Region labeling records:

....

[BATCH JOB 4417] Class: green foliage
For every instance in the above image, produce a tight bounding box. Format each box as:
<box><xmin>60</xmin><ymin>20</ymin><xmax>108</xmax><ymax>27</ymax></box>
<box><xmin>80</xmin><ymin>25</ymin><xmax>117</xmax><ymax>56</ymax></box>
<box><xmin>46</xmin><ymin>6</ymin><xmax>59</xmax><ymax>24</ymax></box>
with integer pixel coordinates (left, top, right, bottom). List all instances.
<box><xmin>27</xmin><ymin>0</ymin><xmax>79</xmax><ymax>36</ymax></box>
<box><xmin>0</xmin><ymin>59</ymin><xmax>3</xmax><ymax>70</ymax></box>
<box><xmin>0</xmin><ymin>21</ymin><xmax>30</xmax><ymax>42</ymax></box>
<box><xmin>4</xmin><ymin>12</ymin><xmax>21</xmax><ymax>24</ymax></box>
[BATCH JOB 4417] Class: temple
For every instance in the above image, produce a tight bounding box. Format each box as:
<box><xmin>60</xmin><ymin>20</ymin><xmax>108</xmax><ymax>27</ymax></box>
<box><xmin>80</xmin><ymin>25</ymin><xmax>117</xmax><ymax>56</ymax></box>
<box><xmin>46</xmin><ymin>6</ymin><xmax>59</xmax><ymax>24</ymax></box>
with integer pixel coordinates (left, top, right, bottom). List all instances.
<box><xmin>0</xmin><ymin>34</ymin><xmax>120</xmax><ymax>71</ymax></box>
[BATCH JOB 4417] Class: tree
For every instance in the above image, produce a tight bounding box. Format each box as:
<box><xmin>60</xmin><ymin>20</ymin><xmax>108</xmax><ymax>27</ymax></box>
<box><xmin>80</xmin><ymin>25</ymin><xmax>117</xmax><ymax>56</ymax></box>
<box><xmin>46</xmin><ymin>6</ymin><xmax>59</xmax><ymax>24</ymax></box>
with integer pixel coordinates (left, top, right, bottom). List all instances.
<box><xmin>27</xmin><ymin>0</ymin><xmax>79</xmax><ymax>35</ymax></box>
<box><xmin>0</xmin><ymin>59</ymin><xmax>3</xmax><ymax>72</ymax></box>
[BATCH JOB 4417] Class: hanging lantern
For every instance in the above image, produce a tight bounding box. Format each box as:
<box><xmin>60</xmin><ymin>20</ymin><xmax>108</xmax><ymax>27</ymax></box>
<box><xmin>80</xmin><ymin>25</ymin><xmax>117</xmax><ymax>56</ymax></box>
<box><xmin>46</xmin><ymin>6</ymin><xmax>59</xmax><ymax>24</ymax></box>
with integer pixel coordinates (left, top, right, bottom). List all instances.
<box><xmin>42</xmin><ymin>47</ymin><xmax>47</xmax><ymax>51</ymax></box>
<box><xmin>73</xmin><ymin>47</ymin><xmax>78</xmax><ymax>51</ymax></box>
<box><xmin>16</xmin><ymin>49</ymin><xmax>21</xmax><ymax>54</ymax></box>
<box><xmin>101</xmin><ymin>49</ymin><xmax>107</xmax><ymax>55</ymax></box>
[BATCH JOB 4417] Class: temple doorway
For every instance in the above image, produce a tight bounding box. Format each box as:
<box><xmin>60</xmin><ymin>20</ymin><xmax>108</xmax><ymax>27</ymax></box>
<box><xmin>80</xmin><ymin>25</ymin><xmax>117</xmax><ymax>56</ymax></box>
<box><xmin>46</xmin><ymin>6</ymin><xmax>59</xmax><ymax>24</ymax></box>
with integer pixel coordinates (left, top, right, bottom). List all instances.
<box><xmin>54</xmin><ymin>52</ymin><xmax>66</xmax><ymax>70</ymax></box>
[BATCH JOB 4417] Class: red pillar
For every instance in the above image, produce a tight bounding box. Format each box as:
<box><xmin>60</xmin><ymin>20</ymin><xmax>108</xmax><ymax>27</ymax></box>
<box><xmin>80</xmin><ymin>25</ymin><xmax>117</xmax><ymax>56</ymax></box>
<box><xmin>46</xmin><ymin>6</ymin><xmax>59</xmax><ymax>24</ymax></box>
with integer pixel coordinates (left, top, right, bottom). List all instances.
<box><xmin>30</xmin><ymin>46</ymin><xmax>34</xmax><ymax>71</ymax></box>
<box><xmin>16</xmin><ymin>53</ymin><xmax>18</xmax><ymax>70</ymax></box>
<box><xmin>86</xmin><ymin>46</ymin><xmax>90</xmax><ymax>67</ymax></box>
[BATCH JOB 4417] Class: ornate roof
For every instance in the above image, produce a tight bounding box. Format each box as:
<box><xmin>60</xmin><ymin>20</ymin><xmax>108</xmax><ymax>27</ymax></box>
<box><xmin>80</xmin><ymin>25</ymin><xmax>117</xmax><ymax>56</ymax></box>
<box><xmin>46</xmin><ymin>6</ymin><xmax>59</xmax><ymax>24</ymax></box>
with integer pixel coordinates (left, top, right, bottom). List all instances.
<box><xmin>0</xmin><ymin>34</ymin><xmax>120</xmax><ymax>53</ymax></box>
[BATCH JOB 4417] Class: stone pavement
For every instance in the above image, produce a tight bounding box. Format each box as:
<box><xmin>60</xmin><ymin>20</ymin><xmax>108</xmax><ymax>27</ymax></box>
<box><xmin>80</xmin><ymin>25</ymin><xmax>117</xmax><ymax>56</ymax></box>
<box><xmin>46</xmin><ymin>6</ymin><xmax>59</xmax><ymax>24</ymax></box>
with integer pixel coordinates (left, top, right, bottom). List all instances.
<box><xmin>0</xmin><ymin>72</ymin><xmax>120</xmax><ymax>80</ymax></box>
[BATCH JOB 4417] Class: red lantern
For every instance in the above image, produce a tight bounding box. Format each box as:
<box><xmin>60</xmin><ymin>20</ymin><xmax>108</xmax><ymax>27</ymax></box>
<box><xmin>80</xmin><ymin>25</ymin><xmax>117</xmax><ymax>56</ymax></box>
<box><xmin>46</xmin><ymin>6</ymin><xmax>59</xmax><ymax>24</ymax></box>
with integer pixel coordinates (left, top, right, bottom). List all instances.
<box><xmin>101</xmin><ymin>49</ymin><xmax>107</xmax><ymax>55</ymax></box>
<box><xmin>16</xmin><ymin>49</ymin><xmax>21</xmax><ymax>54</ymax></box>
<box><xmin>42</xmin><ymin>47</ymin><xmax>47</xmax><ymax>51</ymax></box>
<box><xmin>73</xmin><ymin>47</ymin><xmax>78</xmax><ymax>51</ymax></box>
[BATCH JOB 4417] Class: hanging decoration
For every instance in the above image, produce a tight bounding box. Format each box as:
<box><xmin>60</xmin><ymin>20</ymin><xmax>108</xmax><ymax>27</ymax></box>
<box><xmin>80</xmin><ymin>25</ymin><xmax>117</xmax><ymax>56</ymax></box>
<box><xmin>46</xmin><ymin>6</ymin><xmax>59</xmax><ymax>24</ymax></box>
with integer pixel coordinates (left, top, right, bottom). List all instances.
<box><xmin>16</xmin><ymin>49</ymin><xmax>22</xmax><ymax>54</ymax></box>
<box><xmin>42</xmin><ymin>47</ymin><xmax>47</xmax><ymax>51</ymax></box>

....

WHAT IS BEING ASKED: Arrange the records between the line holding "[BATCH JOB 4417] Class: stone pavement" and the end of the records, inclusive, as a two-column CSV with the headers record_text and answer. Give one row per record, with each value in a single quoted field and its line breaks replaced by spaces.

SOLUTION TO THIS EXERCISE:
record_text,answer
"[BATCH JOB 4417] Class: stone pavement For every instance in the above image, produce a tight bounding box. Format each box as: <box><xmin>60</xmin><ymin>20</ymin><xmax>108</xmax><ymax>27</ymax></box> <box><xmin>80</xmin><ymin>25</ymin><xmax>117</xmax><ymax>56</ymax></box> <box><xmin>46</xmin><ymin>6</ymin><xmax>59</xmax><ymax>24</ymax></box> with integer pixel coordinates (left, top, right, bottom). List all instances.","<box><xmin>0</xmin><ymin>72</ymin><xmax>120</xmax><ymax>80</ymax></box>"
"[BATCH JOB 4417] Class: red lantern For every instance in the above image, produce a tight bounding box. Format each box as: <box><xmin>60</xmin><ymin>20</ymin><xmax>108</xmax><ymax>27</ymax></box> <box><xmin>80</xmin><ymin>25</ymin><xmax>117</xmax><ymax>56</ymax></box> <box><xmin>46</xmin><ymin>6</ymin><xmax>59</xmax><ymax>24</ymax></box> with integer pixel coordinates (left, top, right, bottom). List all instances.","<box><xmin>101</xmin><ymin>49</ymin><xmax>107</xmax><ymax>55</ymax></box> <box><xmin>16</xmin><ymin>49</ymin><xmax>21</xmax><ymax>54</ymax></box> <box><xmin>42</xmin><ymin>47</ymin><xmax>47</xmax><ymax>51</ymax></box> <box><xmin>73</xmin><ymin>47</ymin><xmax>78</xmax><ymax>51</ymax></box>"
"[BATCH JOB 4417] Class: hanging decoration For every instance in the above image, produce a tight bounding box. Format each box as: <box><xmin>60</xmin><ymin>20</ymin><xmax>108</xmax><ymax>27</ymax></box> <box><xmin>80</xmin><ymin>25</ymin><xmax>117</xmax><ymax>56</ymax></box> <box><xmin>46</xmin><ymin>6</ymin><xmax>59</xmax><ymax>24</ymax></box> with integer pixel coordinates (left, top, right, bottom). List all instances.","<box><xmin>16</xmin><ymin>49</ymin><xmax>22</xmax><ymax>54</ymax></box> <box><xmin>42</xmin><ymin>47</ymin><xmax>47</xmax><ymax>51</ymax></box>"